##### SOURCE PASSAGE #####

In total, 41 monoinfected, one coinfected, and 5 superinfected individuals were followed longitudinally. Superinfection occurred at a median of 20.1 months from EDI (IQR, 7.0–27.7 months), with a median follow-up of 24.3 months (IQR, 7.0–32.5 months). Median follow-up for the monoinfection group was 12.4 months (IQR, 4.6–29.3 months). During follow-up, the viral populations in 12 of 47 subjects changed coreceptor usage (6 toward X4, and 6 toward R5). Viral coreceptor usage in 5 superinfected (and 1 coinfected) subjects did not have statistically significantly different rates of change (toward R5 or X4) compared to monoinfected individuals. For the 41 monoinfections, inferred coreceptor usage changed from R5 to X4 in 4 participants. For the 5 superinfections, predictions changed from R5 to X4 in 2 participants (Fisher exact test, P = .12). Viral coreceptor usage did not change in the single coinfected participant.
Interrogation of the first superinfection case where coreceptor usage changed (G59) revealed an R5-using viral population at 1.5 months after the EDI; however, X4-using variants were detected 18 months later (Figure 2A). Simultaneously, DI was confirmed. Geno2pheno predicted X4-using variants in the second but not the initial strain. Phylogenetic analysis demonstrated both strains present from 20 to 29 months after the EDI; however, the second strain disappeared at 31 months after the EDI, and concurrently the viral population returned to R5. In the second case (L78), the viral population was R5 at baseline, then low-level X4 variants were detected at 6.6 months after the EDI, but the superinfecting strain was not identified until 3 months later. At this time point, X4 variants decreased below 1% (Figure 2B).
Figure 2.
HIV-1 superinfection and inferred X4 coreceptor usage over time. In case G59 A, an increase in the proportion of X4 usage (black solid diamonds) coincided with the detection of a superinfecting strain (pie charts), and X4 variants disappeared when this strain was no longer detected. In case L78 B, low-level detection of X4 usage occurred right before detection of the superinfecting strain, and decreased below 1% when the second strain was detected. HIV-1 RNA viral load (gray squares) over time for each participant is superimposed. Abbreviations: EDI, estimated date of infection; HIV-1, human immunodeficiency virus type 1; X4 usage, viral population with >1% X4 variants detected at a false positive rate of 5%.

##### EXERCISE DATA #####

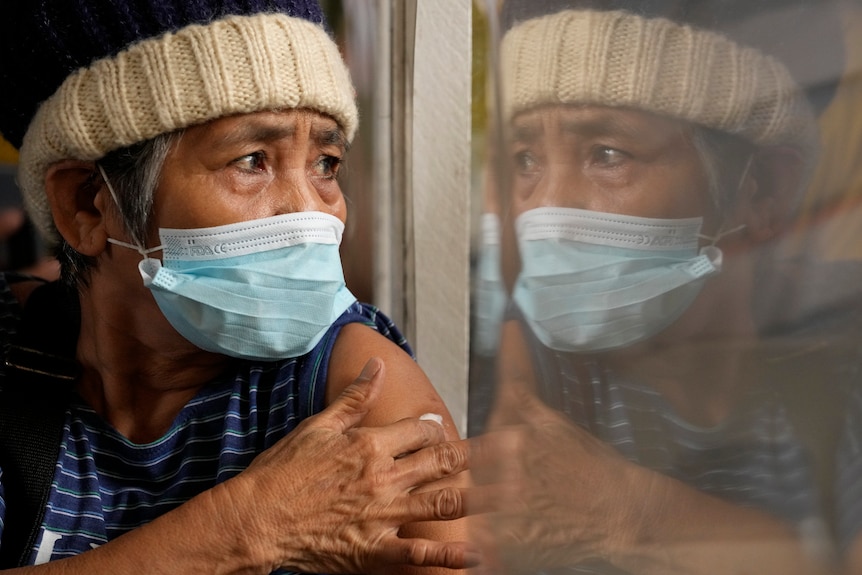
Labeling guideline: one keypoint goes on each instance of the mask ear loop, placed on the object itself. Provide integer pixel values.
(722, 234)
(140, 249)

#####

EXERCISE A:
Answer these questions from the HIV-1 superinfection passage, one per line:
(i) How many monoinfected individuals were followed longitudinally?
(ii) In case G59, how many months after the EDI did the second strain disappear?
(iii) What marks X4 usage over time in the figure?
EXERCISE B:
Do these statements agree with the HIV-1 superinfection passage? Give yes or no for each, followed by the exact words from the passage that settle it.
(i) Viral coreceptor usage changed in the single coinfected participant.
(ii) In case L78, the superinfecting strain was identified 3 months after low-level X4 variants were detected.
(iii) Median follow-up for the monoinfection group was 24.3 months.
EXERCISE C: Print the part of the HIV-1 superinfection passage from "HIV-1 superinfection and" up to and including "rate of 5%.".

ANSWER SPACE A:
(i) 41
(ii) 31 months
(iii) Black solid diamonds

ANSWER SPACE B:
(i) No: "Viral coreceptor usage did not change in the single coinfected participant."
(ii) Yes: "then low-level X4 variants were detected at 6.6 months after the EDI, but the superinfecting strain was not identified until 3 months later"
(iii) No: "Median follow-up for the monoinfection group was 12.4 months (IQR, 4.6–29.3 months)."

ANSWER SPACE C:
HIV-1 superinfection and inferred X4 coreceptor usage over time. In case G59 A, an increase in the proportion of X4 usage (black solid diamonds) coincided with the detection of a superinfecting strain (pie charts), and X4 variants disappeared when this strain was no longer detected. In case L78 B, low-level detection of X4 usage occurred right before detection of the superinfecting strain, and decreased below 1% when the second strain was detected. HIV-1 RNA viral load (gray squares) over time for each participant is superimposed. Abbreviations: EDI, estimated date of infection; HIV-1, human immunodeficiency virus type 1; X4 usage, viral population with >1% X4 variants detected at a false positive rate of 5%.